» Recorded information:

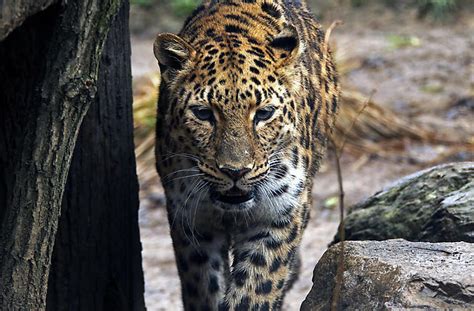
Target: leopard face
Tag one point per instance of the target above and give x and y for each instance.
(234, 109)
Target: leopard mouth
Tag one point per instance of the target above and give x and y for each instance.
(233, 196)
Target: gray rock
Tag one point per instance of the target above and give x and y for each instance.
(434, 205)
(394, 275)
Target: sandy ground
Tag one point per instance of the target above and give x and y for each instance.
(429, 81)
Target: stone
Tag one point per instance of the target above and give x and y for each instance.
(394, 275)
(434, 205)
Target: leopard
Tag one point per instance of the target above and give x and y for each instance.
(247, 102)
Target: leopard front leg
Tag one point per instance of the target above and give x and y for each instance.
(202, 260)
(263, 260)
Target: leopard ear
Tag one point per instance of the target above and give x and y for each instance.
(172, 51)
(287, 45)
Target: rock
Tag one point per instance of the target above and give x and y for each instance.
(434, 205)
(396, 275)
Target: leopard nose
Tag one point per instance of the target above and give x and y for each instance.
(235, 173)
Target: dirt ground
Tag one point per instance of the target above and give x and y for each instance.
(422, 70)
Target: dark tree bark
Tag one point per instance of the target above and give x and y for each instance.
(49, 69)
(96, 261)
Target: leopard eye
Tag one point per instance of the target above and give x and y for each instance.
(264, 114)
(203, 114)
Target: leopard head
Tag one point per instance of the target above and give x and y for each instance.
(230, 100)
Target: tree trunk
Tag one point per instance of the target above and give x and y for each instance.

» Exercise aim:
Repeat the lines above word for word, but leave out the picture.

» Answer to this exercise:
Target: leopard face
Tag one point per instance of the target above and give x and y for each instance.
(234, 109)
Target: leopard mouth
Tag one point per instance of the target above and give x and y for each instance.
(233, 196)
Target: gray rock
Tag one point per instance of the target above and give x and y for each instance.
(434, 205)
(394, 275)
Target: sandy ground
Tag one point per instance of the target above and give x and y for each instance.
(429, 81)
Target: stone
Tag one point per instance of the target above and give x and y for each instance.
(394, 275)
(434, 205)
Target: leopard
Tag one point per instance of the target above and give x and y for each instance.
(247, 102)
Target: leopard front leg
Tag one point per instance of the target above and give x and y for each instance.
(202, 260)
(263, 260)
Target: leopard ear
Tag one point per instance of the target above and give x and y for each instance.
(172, 51)
(287, 45)
Target: rock
Tag one point per instance of the target above and give x and y for each instance.
(434, 205)
(396, 275)
Target: leopard nose
Tag one point per instance of the target above and give x and y for each instance.
(235, 173)
Target: dirt ground
Tag one point per instance of the target above and give x and y for each instance.
(422, 70)
Target: dark tree bark
Tag one point per instance of the target above and give x and y for each instance.
(49, 69)
(96, 261)
Target: leopard eye
Tag one point per instance of the target above and give x and y for each instance.
(264, 114)
(203, 114)
Target: leopard head
Tag one point per instance of the target above and give x and y for each instance.
(230, 100)
Target: tree trunk
Tag one point per instance of the target above and give x and y for each instance.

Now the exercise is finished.